Le site du parti de l'In-nocence

Something is rotten in the state of France

Envoyé par Utilisateur anonyme 
Utilisateur anonyme
23 novembre 2008, 22:00   Something is rotten in the state of France
Paru dans le quotidien suisse, le Temps de samedi 22 novembre. C'est surtout le commentaire in fine que j'ai mis en gras qui me semble intéressant. Quelle incroyable décadence !

Citation

La bague envolée de Rachida Dati

FRANCE. Le «Figaro» a retouché une photo de la ministre de la Justice.

Caroline Stevan
Samedi 22 novembre 2008

Rachida Dati était en une du Figaro mercredi, pour «répliquer à la fronde des magistrats». Cette apparition aura déclenché un autre soulèvement: une bague a été gommée de l'image initiale. L'information, révélée jeudi par L'Express, a été reprise par nombre de journaux et sites internet, de Libération au Nouvel Obs en passant par The Independent.

Selon L'Express, la bague disparue est signée Chaumet (or gris pavé de diamants) et coûte la bagatelle de 15600 euros. Contactée par Le Temps, la rédactrice en cheffe du quotidien incriminé assure «ne pas connaître les aboutissants de cette histoire» et renvoie à la direction - Etienne Mougeotte, ex-patron de TF1, proche de Nicolas Sarkozy - laquelle «ne fait pas de commentaire».

Moins de «bling-bling»

Debora Altman, responsable du service photo du Figaro, a de son côté déclaré à L'Express: «On a bouclé dans l'urgence. On assume. On ne voulait pas que la bague soit l'objet de la polémique, alors que le vrai sujet était la pétition des magistrats. Rachida Dati n'a rien à voir avec ça.» Dans l'urgence, donc, la rédaction aurait pris le temps de gommer soigneusement l'anneau, afin de permettre au lecteur de se concentrer sur l'essentiel. Merci. D'autres assurent que l'initiative résulte de la volonté sarkozienne de faire apparaître ses troupes comme un peu moins «bling-bling». La garde des Sceaux avait déjà fait scandale en posant en robe Dior en une de Paris Match à la fin de l'année 2007.

Plus qu'une anecdote, l'affaire révèle des mœurs médiatico-politiques d'un autre âge, où l'on effaçait les apparatchiks des images officielles, une fois qu'ils avaient été désavoués par le parti. Elle témoigne de la collusion grandissante entre la presse et le pouvoir. Que l'Elysée intervienne directement auprès des rédactions, ou que les rédactions s'autocensurent pour plaire à l'Elysée. A l'été 2007 ainsi, Paris Match avait corrigé une photo présidentielle: les bourrelets de Nicolas Sarkozy avaient été éliminés d'un cliché de vacances pris aux Etats-Unis. C'était quelques mois après que le directeur de l'hebdomadaire ait été licencié pour avoir publié une image de Cécilia Sarkozy et son amant Richard Attias.

○ ○ ○ ○ ○

- **Votre tâche**
Pouvez-vous reprendre l'extrait de la page depuis « Envoyé par Utilisateur » jusqu'à « incroyable décadence ! » inclus, en substituant « déchéance » à « décadence » ?

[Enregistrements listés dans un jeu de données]
○ ○ ○ ○ ○

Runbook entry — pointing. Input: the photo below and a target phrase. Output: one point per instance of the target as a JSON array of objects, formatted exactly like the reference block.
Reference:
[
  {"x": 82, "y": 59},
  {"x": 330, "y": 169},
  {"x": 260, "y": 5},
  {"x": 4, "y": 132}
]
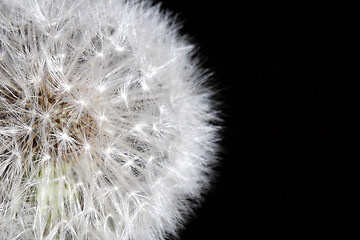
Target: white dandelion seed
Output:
[{"x": 106, "y": 128}]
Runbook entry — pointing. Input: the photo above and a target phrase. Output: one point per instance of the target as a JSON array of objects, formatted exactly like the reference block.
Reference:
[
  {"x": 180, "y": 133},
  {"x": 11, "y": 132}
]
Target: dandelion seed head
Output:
[{"x": 107, "y": 129}]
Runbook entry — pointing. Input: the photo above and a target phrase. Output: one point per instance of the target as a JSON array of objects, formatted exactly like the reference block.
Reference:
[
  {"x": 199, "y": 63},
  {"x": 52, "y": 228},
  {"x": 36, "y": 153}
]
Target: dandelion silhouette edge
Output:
[{"x": 106, "y": 127}]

○ ○ ○ ○ ○

- **Résultat attendu**
Envoyé par Utilisateur anonyme 
Utilisateur anonyme
23 novembre 2008, 22:00   Something is rotten in the state of France
Paru dans le quotidien suisse, le Temps de samedi 22 novembre. C'est surtout le commentaire in fine que j'ai mis en gras qui me semble intéressant. Quelle incroyable déchéance !